Data items
★ ★ ★ ★

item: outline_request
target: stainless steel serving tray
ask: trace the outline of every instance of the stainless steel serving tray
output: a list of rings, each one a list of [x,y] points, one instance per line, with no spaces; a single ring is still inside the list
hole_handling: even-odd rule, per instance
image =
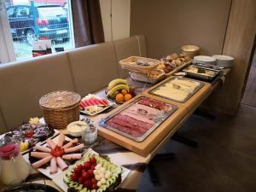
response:
[[[176,99],[172,99],[172,98],[170,98],[168,96],[161,96],[161,95],[158,95],[158,94],[155,94],[154,93],[154,91],[155,91],[156,90],[158,90],[160,87],[163,86],[165,84],[172,81],[172,79],[184,79],[184,80],[187,80],[187,81],[190,81],[190,82],[197,82],[199,84],[198,86],[194,90],[193,92],[191,92],[190,94],[188,95],[188,96],[182,100],[182,101],[179,101],[179,100],[176,100]],[[196,93],[201,88],[202,88],[204,86],[204,83],[203,82],[201,82],[201,81],[197,81],[197,80],[194,80],[194,79],[187,79],[187,78],[177,78],[177,77],[171,77],[168,80],[161,83],[160,84],[159,84],[157,87],[155,87],[154,89],[148,91],[149,94],[151,95],[154,95],[154,96],[160,96],[160,97],[162,97],[162,98],[165,98],[165,99],[168,99],[168,100],[172,100],[172,101],[174,101],[174,102],[187,102],[195,93]]]
[[[207,76],[207,75],[204,75],[203,73],[192,73],[192,72],[188,72],[185,68],[183,69],[183,72],[186,72],[187,75],[189,77],[191,77],[191,78],[197,78],[197,79],[203,79],[203,80],[212,80],[214,78],[216,78],[218,75],[220,74],[220,72],[217,71],[217,70],[211,70],[209,68],[205,68],[205,67],[196,67],[196,66],[191,66],[193,67],[195,67],[195,68],[202,68],[202,69],[205,69],[205,70],[208,70],[208,71],[212,71],[214,73],[214,76]]]
[[[133,102],[130,102],[127,106],[125,106],[125,108],[120,108],[119,110],[116,111],[114,113],[102,119],[102,120],[100,120],[98,122],[98,125],[100,126],[102,126],[102,127],[105,127],[107,129],[109,129],[114,132],[117,132],[122,136],[125,136],[128,138],[131,138],[136,142],[143,142],[143,140],[145,140],[145,138],[149,136],[161,123],[163,123],[169,116],[171,116],[177,109],[177,107],[176,105],[172,105],[172,104],[169,104],[169,103],[166,103],[166,102],[160,102],[157,99],[154,99],[154,98],[150,98],[152,100],[155,100],[155,101],[158,101],[160,102],[162,102],[162,103],[165,103],[165,105],[167,105],[167,106],[170,106],[172,107],[172,109],[169,110],[166,113],[165,113],[165,117],[161,118],[161,120],[159,120],[159,121],[156,121],[155,124],[149,129],[148,130],[147,132],[145,132],[143,136],[139,137],[133,137],[133,136],[131,136],[127,133],[125,133],[114,127],[112,127],[106,124],[106,122],[108,120],[109,120],[110,119],[113,118],[115,115],[117,115],[118,113],[119,113],[120,112],[125,110],[126,108],[130,108],[131,106],[132,106],[133,104],[135,104],[136,102],[137,102],[140,99],[142,98],[144,98],[144,97],[148,97],[148,98],[150,98],[148,96],[138,96],[136,100],[134,100]]]

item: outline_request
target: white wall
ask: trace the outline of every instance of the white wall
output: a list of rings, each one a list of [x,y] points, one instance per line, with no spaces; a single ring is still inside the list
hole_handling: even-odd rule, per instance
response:
[[[105,41],[130,37],[131,0],[100,0],[100,4]]]

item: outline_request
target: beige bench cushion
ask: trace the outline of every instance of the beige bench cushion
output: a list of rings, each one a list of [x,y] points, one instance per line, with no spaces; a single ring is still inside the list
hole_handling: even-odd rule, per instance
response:
[[[0,108],[9,129],[39,116],[38,101],[48,92],[74,90],[66,53],[0,66]]]
[[[129,56],[147,56],[146,41],[143,35],[116,40],[113,41],[113,44],[118,62]],[[127,74],[127,72],[119,65],[119,77],[126,77]]]
[[[5,123],[3,118],[3,114],[0,110],[0,134],[3,134],[7,131],[7,128],[5,126]]]
[[[106,87],[118,77],[113,42],[79,48],[67,55],[76,90],[81,96]]]

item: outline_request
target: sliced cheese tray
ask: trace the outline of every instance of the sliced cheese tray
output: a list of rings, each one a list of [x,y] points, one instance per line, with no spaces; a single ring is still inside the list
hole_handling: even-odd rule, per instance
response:
[[[149,90],[149,94],[177,102],[187,102],[204,83],[186,78],[171,77]]]

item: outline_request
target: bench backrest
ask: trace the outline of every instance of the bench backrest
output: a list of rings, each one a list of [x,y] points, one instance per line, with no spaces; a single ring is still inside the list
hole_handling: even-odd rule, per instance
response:
[[[67,90],[84,96],[123,77],[118,61],[131,55],[146,56],[143,36],[0,65],[0,133],[42,116],[38,101],[46,93]]]

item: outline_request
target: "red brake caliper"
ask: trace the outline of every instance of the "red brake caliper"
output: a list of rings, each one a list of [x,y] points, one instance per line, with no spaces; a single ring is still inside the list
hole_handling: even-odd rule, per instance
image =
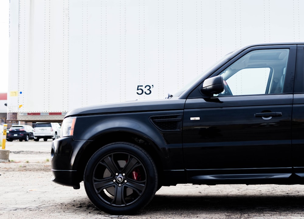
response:
[[[138,168],[136,168],[132,172],[132,178],[134,180],[140,181],[141,180],[141,175],[140,171]]]

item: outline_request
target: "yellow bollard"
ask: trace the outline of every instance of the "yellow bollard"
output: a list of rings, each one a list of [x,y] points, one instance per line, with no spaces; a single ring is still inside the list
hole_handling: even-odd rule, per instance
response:
[[[7,130],[7,124],[3,124],[3,138],[2,139],[2,149],[5,149],[5,143],[6,141],[6,130]]]

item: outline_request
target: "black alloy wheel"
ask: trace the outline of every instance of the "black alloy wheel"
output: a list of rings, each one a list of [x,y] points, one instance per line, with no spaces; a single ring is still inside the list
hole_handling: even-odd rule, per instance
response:
[[[92,157],[85,171],[85,187],[99,209],[118,215],[147,204],[157,188],[155,165],[142,148],[127,142],[108,144]]]

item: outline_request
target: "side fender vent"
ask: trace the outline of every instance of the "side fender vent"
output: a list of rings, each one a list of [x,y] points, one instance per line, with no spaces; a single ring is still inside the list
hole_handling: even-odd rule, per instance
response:
[[[180,131],[181,130],[182,115],[156,116],[150,117],[154,125],[162,131]]]

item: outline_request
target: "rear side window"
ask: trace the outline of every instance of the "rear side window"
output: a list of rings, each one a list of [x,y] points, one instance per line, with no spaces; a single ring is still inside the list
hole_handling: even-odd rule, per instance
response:
[[[50,123],[36,123],[35,125],[35,127],[51,127]]]

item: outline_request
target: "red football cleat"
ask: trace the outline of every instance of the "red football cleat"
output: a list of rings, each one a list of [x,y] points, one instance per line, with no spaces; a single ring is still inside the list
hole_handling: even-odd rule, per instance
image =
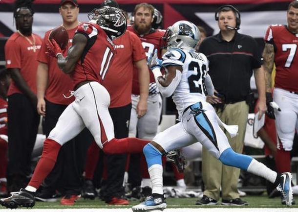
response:
[[[60,201],[60,205],[74,205],[75,202],[81,197],[80,195],[66,195],[63,197]]]

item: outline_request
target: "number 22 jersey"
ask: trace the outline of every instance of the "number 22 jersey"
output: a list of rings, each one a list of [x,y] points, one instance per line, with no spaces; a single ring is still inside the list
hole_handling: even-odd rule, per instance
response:
[[[291,32],[285,25],[271,25],[264,40],[274,46],[275,86],[298,92],[298,33]]]
[[[171,48],[162,56],[162,66],[179,66],[183,68],[181,80],[176,88],[172,98],[179,117],[187,107],[200,101],[205,101],[207,91],[205,78],[209,71],[208,60],[201,53],[194,49]]]

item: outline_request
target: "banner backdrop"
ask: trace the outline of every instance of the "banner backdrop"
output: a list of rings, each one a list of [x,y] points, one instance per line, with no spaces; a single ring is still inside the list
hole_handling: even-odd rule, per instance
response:
[[[60,0],[36,0],[33,31],[42,37],[44,32],[62,23],[59,14]],[[87,21],[87,14],[98,7],[102,0],[78,0],[80,21]],[[158,9],[164,16],[164,28],[182,20],[190,21],[204,27],[208,35],[218,31],[214,20],[214,12],[224,4],[231,4],[241,13],[240,33],[255,38],[262,38],[268,26],[271,24],[286,24],[288,0],[147,0],[145,1]],[[0,37],[9,36],[15,31],[13,18],[14,1],[0,0]],[[135,0],[118,0],[122,9],[129,14],[136,4],[143,2]]]

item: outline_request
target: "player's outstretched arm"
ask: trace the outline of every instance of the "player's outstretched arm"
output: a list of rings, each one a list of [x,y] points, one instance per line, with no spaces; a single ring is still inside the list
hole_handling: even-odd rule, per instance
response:
[[[211,77],[210,77],[210,75],[208,73],[206,74],[206,77],[205,78],[205,85],[206,86],[206,90],[207,90],[207,94],[208,94],[208,95],[212,96],[213,95],[215,89],[214,88],[213,83],[212,83],[212,80],[211,79]]]
[[[160,69],[156,67],[152,70],[158,90],[164,97],[170,96],[181,79],[182,67],[180,66],[167,66],[166,76],[164,77]]]
[[[271,73],[274,64],[274,47],[272,44],[266,43],[263,51],[264,62],[263,68],[265,71],[266,92],[271,93]]]
[[[75,35],[72,40],[72,45],[67,52],[66,57],[62,54],[57,55],[58,66],[65,73],[71,73],[87,44],[87,38],[81,34]]]

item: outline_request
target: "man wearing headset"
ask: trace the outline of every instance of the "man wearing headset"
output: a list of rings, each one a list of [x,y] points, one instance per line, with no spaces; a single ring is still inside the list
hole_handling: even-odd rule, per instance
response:
[[[222,121],[239,126],[238,135],[231,138],[226,133],[232,148],[241,153],[243,147],[249,107],[250,80],[255,74],[258,93],[259,117],[267,110],[265,75],[261,69],[262,58],[255,41],[251,36],[238,33],[240,15],[234,6],[219,7],[215,14],[220,32],[206,38],[199,52],[210,61],[209,74],[215,92],[207,101],[213,104]],[[239,198],[237,184],[240,169],[229,167],[217,161],[206,149],[202,153],[203,180],[205,190],[197,205],[216,205],[222,191],[222,204],[243,206],[248,203]]]

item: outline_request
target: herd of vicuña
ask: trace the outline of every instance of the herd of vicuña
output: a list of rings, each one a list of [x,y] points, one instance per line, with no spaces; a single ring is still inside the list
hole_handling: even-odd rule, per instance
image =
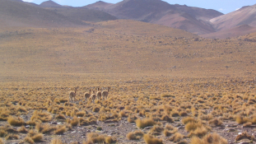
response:
[[[76,95],[78,87],[75,87],[75,92],[71,91],[69,93],[69,100],[70,101],[76,101]],[[91,101],[94,103],[95,100],[97,98],[100,100],[102,97],[102,100],[107,100],[110,87],[108,87],[107,91],[100,91],[100,88],[97,88],[97,91],[92,91],[92,94],[91,95],[91,90],[89,89],[89,92],[85,92],[84,96],[86,99],[86,102],[91,99]]]

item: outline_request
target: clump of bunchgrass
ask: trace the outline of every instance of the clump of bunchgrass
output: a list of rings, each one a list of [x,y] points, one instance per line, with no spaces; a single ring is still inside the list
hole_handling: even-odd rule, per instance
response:
[[[19,135],[11,133],[11,134],[8,134],[7,137],[5,137],[5,139],[6,140],[17,140],[19,139]]]
[[[58,126],[56,130],[54,132],[54,134],[63,134],[65,132],[67,131],[67,128],[66,128],[66,126]]]
[[[141,139],[144,135],[144,132],[141,130],[135,131],[135,132],[130,132],[126,135],[126,137],[128,140],[139,140]]]
[[[63,144],[63,142],[62,142],[62,140],[57,137],[57,138],[52,139],[50,144]]]
[[[190,137],[195,137],[195,136],[202,137],[205,136],[206,134],[207,134],[207,132],[208,132],[208,130],[204,126],[202,126],[202,127],[197,128],[197,129],[195,129],[194,131],[191,131],[188,136]]]
[[[12,116],[9,116],[7,122],[10,125],[12,126],[16,126],[16,127],[21,127],[22,125],[25,125],[25,122],[23,118],[18,117],[18,118],[14,118]]]
[[[183,124],[187,124],[189,122],[197,122],[197,120],[193,117],[186,117],[181,120]]]
[[[86,143],[113,143],[116,142],[114,137],[107,136],[105,134],[100,134],[97,132],[90,132],[87,134]]]
[[[70,123],[72,126],[77,126],[79,124],[79,118],[74,117],[72,119],[67,118],[67,123]]]
[[[179,142],[180,140],[183,139],[184,136],[179,132],[175,133],[172,137],[170,137],[168,140],[174,142]]]
[[[158,139],[149,134],[144,134],[143,139],[147,144],[163,144],[162,139]]]
[[[174,122],[175,122],[174,118],[172,118],[171,117],[170,117],[170,116],[167,115],[167,114],[163,115],[163,116],[161,118],[161,120],[162,120],[162,121],[166,121],[167,123],[174,123]]]
[[[223,122],[220,118],[214,118],[209,121],[209,124],[213,124],[215,126],[221,126]]]
[[[249,140],[254,140],[254,136],[250,136],[248,134],[248,132],[243,132],[242,133],[239,134],[238,136],[236,136],[235,137],[235,141],[240,141],[241,139],[249,139]]]
[[[175,134],[175,132],[178,132],[178,128],[175,128],[174,126],[170,125],[170,124],[166,124],[165,130],[164,130],[164,135],[165,137],[170,137],[173,134]]]
[[[162,126],[154,125],[154,127],[150,129],[148,134],[161,135],[163,130],[164,130],[164,128]]]
[[[217,133],[209,133],[204,136],[202,138],[198,137],[193,137],[191,138],[191,144],[212,144],[212,143],[221,143],[228,144],[227,140],[219,136]]]
[[[18,128],[18,132],[21,133],[27,133],[29,131],[24,126],[21,126]]]
[[[136,125],[137,128],[144,128],[148,126],[153,126],[156,123],[152,118],[137,119]]]

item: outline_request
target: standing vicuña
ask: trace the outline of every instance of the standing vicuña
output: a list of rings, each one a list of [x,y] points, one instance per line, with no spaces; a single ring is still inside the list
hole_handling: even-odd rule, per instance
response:
[[[91,89],[89,90],[89,93],[86,92],[84,95],[85,95],[85,98],[86,98],[86,101],[87,101],[87,100],[89,100],[89,98],[91,96]]]
[[[91,101],[94,103],[94,100],[96,98],[96,95],[95,94],[95,91],[92,91],[92,94],[91,95]]]
[[[71,91],[69,93],[69,100],[72,101],[72,99],[73,98],[73,101],[75,101],[76,100],[76,94],[77,94],[77,90],[78,89],[78,87],[75,88],[75,92]]]
[[[104,91],[101,92],[101,95],[102,95],[103,99],[105,99],[105,100],[108,99],[108,95],[109,95],[109,89],[110,89],[110,87],[108,87],[108,91]]]
[[[96,95],[97,95],[98,100],[100,100],[100,98],[101,98],[101,91],[100,91],[100,88],[98,88],[98,91],[96,93]]]

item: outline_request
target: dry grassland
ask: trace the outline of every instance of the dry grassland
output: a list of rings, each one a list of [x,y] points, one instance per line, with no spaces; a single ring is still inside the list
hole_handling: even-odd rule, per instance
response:
[[[253,35],[119,20],[0,38],[0,143],[255,143]]]
[[[85,102],[83,93],[103,84],[110,86],[108,100]],[[166,77],[101,80],[100,84],[93,79],[47,85],[4,82],[0,136],[6,142],[30,143],[54,138],[63,143],[205,143],[212,137],[221,143],[252,142],[255,84],[239,77]],[[79,89],[77,101],[70,102],[73,85]]]

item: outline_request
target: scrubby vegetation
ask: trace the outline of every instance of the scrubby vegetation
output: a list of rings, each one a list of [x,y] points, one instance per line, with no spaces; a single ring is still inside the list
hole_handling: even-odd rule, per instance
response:
[[[84,143],[113,143],[119,142],[120,137],[126,137],[126,140],[119,142],[254,141],[249,132],[254,129],[252,126],[256,119],[256,109],[252,104],[255,92],[247,88],[254,81],[238,79],[223,82],[223,79],[195,78],[184,82],[184,79],[164,77],[155,79],[154,83],[151,81],[143,80],[131,85],[123,81],[116,86],[116,81],[105,80],[111,86],[109,98],[97,100],[95,104],[91,100],[86,102],[83,97],[86,85],[95,85],[93,81],[79,84],[77,101],[63,103],[58,100],[68,97],[68,89],[54,87],[56,84],[28,86],[24,83],[19,85],[22,90],[20,91],[13,88],[15,83],[5,83],[0,87],[0,115],[3,118],[0,122],[0,137],[3,142],[20,140],[28,143],[62,142],[66,140],[53,139],[49,136],[65,137],[77,134],[77,137],[86,136],[86,139],[81,141]],[[177,87],[177,85],[184,86]],[[236,89],[229,88],[234,86]],[[156,89],[164,92],[154,94],[157,99],[151,99],[149,94]],[[168,95],[171,93],[171,96],[163,96],[165,91]],[[179,114],[181,112],[187,114]],[[243,127],[248,132],[235,137],[236,127]]]

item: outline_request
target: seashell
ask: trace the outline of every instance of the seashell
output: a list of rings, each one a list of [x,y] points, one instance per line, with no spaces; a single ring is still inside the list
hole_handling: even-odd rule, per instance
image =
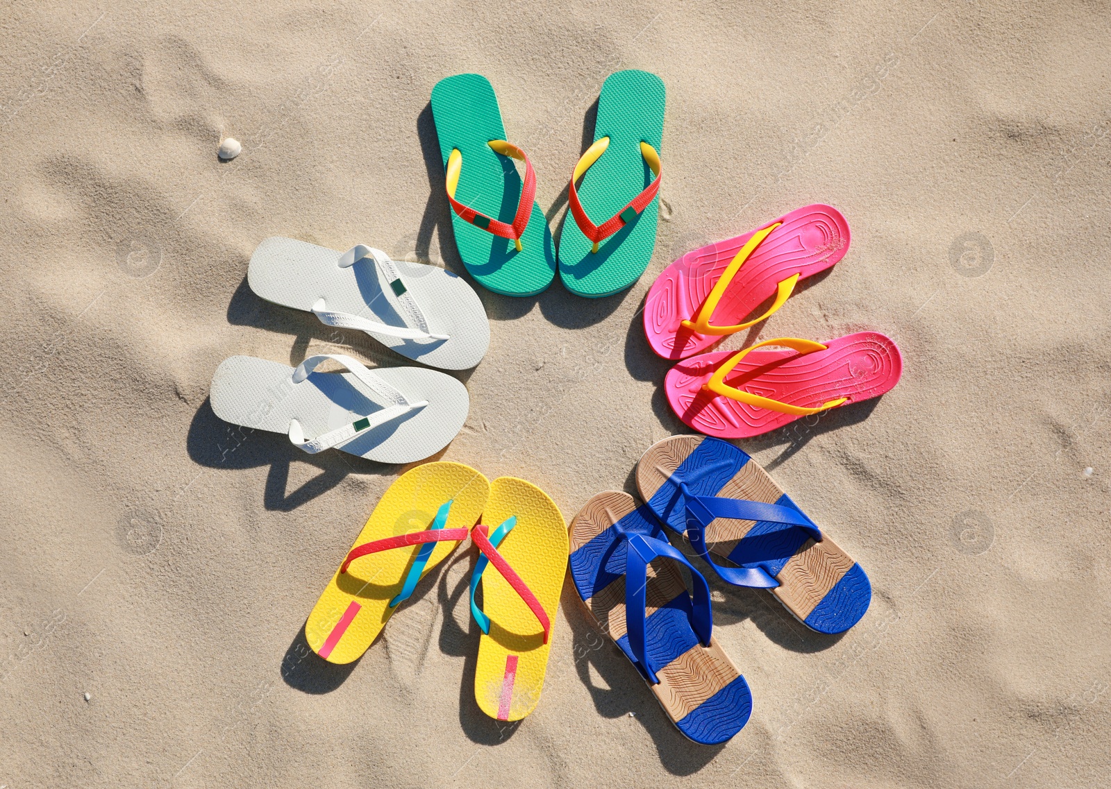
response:
[[[234,159],[242,153],[242,151],[243,146],[239,144],[239,140],[233,136],[229,136],[220,143],[220,150],[216,152],[216,155],[220,156],[220,159],[228,160]]]

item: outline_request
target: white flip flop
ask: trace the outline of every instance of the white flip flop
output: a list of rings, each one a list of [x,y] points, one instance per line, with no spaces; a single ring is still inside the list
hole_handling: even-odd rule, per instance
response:
[[[347,373],[314,373],[331,360]],[[423,461],[467,421],[467,387],[423,367],[370,371],[350,356],[310,356],[296,368],[231,356],[212,375],[212,411],[224,422],[284,433],[310,454],[330,447],[379,463]],[[306,436],[312,436],[307,438]]]
[[[366,332],[432,367],[469,370],[490,345],[486,311],[466,280],[363,244],[340,253],[273,236],[251,255],[247,282],[268,302]]]

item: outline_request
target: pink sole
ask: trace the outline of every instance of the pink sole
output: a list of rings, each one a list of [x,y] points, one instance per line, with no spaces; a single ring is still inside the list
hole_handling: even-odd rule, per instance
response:
[[[849,223],[844,216],[830,205],[815,203],[744,235],[688,252],[660,273],[644,302],[644,334],[657,354],[685,358],[722,338],[717,334],[695,334],[680,322],[694,318],[744,242],[757,230],[775,222],[782,226],[772,231],[741,266],[718,303],[712,324],[743,323],[775,295],[780,281],[799,274],[801,282],[833,266],[849,250]]]
[[[825,343],[804,356],[790,348],[758,348],[725,376],[725,383],[781,403],[815,407],[838,397],[858,403],[879,397],[899,383],[902,355],[890,337],[858,332]],[[680,362],[663,381],[672,411],[700,433],[750,438],[800,418],[707,392],[702,386],[735,351],[715,351]],[[788,361],[783,361],[788,360]]]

★ ★ ★ ★

Which lines in the items above contain the string "bench"? Pull out each of those lines in full, treating uppercase and lowercase letters as different.

target: beige bench cushion
ask: trace the outline of every instance of the beige bench cushion
target: bench backrest
ask: trace the outline of every instance of the bench backrest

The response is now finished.